* [Stated problem]:
Arrange the material below as a two-column CSV with the headers "prompt" and "coordinates", one row per item. Put each item's text and its full answer in one quoted field each, with line breaks replaced by spaces.

* [Records shown]:
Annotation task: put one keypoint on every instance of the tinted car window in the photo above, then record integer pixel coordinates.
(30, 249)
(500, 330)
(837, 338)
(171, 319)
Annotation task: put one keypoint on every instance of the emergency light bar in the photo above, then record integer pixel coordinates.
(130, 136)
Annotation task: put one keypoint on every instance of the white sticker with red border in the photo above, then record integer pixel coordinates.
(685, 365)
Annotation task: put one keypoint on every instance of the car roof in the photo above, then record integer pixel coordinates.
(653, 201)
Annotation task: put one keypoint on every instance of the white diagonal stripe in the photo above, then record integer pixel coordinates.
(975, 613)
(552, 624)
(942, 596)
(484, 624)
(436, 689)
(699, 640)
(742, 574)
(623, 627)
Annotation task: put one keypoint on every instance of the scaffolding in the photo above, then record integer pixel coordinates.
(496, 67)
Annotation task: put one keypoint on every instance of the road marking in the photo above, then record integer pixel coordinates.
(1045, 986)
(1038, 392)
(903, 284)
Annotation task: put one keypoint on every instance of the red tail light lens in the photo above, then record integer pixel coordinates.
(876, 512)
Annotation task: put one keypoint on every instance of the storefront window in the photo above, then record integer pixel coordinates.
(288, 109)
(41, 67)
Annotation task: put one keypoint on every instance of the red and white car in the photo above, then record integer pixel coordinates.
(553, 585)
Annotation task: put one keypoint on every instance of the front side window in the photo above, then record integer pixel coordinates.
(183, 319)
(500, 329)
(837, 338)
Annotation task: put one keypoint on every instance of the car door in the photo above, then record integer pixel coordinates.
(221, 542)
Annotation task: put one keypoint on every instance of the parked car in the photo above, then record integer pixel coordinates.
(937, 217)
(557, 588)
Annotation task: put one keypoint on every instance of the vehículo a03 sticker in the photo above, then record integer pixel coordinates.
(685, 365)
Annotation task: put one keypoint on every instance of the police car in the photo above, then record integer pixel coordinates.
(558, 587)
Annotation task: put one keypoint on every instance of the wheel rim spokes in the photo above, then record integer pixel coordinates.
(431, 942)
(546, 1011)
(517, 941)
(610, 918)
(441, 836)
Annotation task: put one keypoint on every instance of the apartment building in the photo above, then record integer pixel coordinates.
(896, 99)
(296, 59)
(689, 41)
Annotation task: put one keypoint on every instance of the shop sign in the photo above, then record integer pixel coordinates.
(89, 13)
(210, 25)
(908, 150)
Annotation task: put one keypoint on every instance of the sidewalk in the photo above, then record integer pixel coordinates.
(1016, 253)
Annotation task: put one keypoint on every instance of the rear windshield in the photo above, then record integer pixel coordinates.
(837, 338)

* [Task result]:
prompt,coordinates
"Annotation task: put one keypoint on every instance of the tinted car window in the photo above, then record integer pixel coordinates.","(30, 249) (500, 330) (837, 338) (171, 319)"
"Annotation task: put one keypoint on every instance of the emergency light bar in the photo above, then record integer pixel coordinates.","(130, 136)"
"Annotation task: put one keypoint on every instance of the white sticker with red border in the photo above, then record integer pixel coordinates.","(685, 365)"
"Annotation task: put one keypoint on every instance of the car roof in the photo above, then record integer pixel coordinates.","(653, 201)"
"Annotation task: put one keypoint on every instance of the white diagonal stripe in the photo above, then record integer pixel coordinates.","(975, 613) (552, 624) (942, 596) (484, 624) (436, 689) (699, 640) (742, 574) (623, 627)"
"Annotation task: put one keypoint on every instance of the scaffolding in the photo above, then record integer pixel coordinates.","(496, 67)"
"Annotation task: put one keypoint on every instance of the road marking in the photo above, then record integer pixel coordinates.","(1045, 986) (1038, 392) (903, 284)"
"Annotation task: put one keypoint on every instance of the red tail light lens in the photo above, then record integer pixel coordinates.","(876, 512)"
"Annotation task: put one keypoint on every instance of the storefront window in the photo above, then record integer pixel coordinates.","(288, 109) (41, 67)"
"Annotation task: put one keypoint on every instance of the red and white car in the photo above, then record integer pixel coordinates.","(553, 585)"
"Annotation task: put one keypoint on every instance of the front side window in the photo above, then record integer pixel coordinates.","(183, 319) (500, 329) (837, 338)"
"Annotation task: put one keypoint on every instance of the car door in the photo above, then record integer pixel coordinates.","(221, 542)"
"Annotation task: put one keypoint on every instance of the parked car in the photo above, then record integer pixel coordinates.","(937, 217) (557, 588)"
"Annotation task: put one keypoint on every instance of the vehículo a03 sticker in the photo above, then record integer pixel coordinates.","(685, 365)"
"Annotation task: put one keypoint on every instance of the police car in the photo above, then record integer pixel coordinates.","(558, 587)"
"Annotation task: put one keypoint on every instance of the wheel rim spokes in the photo above, then record integer pixel coordinates.","(431, 942) (546, 1011) (517, 941) (610, 918) (441, 836)"
"Annotation task: put one keypoint on every instance of the apartment building in the photo above, then record integer pixel coordinates.","(896, 99) (296, 59) (689, 41)"
"Annotation task: put one keypoint on every instance of the shop sign in the photo above, then record integer pixel coordinates.","(89, 13) (210, 25) (908, 150)"
"Annotation task: put one keypoint on every instance of the sidewalk in the photo above, then record integer pixel coordinates.","(1016, 253)"
"Annotation task: put one keypoint on every instance of the rear windshield in the photo above, then record integer pixel coordinates.","(837, 338)"